OBJECTIVE
Rewrite the material so that every "metal guardrail" becomes "steel railing", keeping everything else the same.

==== THE RECORDS ====

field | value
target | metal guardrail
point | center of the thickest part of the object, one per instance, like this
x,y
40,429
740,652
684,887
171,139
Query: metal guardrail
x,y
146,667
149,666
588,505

====

IN RESPONSE
field | value
target | steel railing
point | center of the thickest part of the object, one per instance, like this
x,y
40,429
740,652
684,887
171,139
Query: steel railing
x,y
146,667
149,666
588,505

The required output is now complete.